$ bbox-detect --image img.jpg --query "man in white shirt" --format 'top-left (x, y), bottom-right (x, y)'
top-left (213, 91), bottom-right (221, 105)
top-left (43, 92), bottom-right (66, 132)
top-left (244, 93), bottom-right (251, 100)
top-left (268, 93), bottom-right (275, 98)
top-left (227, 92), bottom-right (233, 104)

☆ ☆ ☆

What is expected:
Return the material above in full, exactly as written.

The answer:
$ bbox-detect --image img.jpg --query "man in white shirt" --format 'top-left (x, y), bottom-right (x, y)'
top-left (213, 91), bottom-right (221, 105)
top-left (43, 92), bottom-right (66, 132)
top-left (244, 93), bottom-right (251, 100)
top-left (268, 93), bottom-right (275, 98)
top-left (227, 92), bottom-right (233, 104)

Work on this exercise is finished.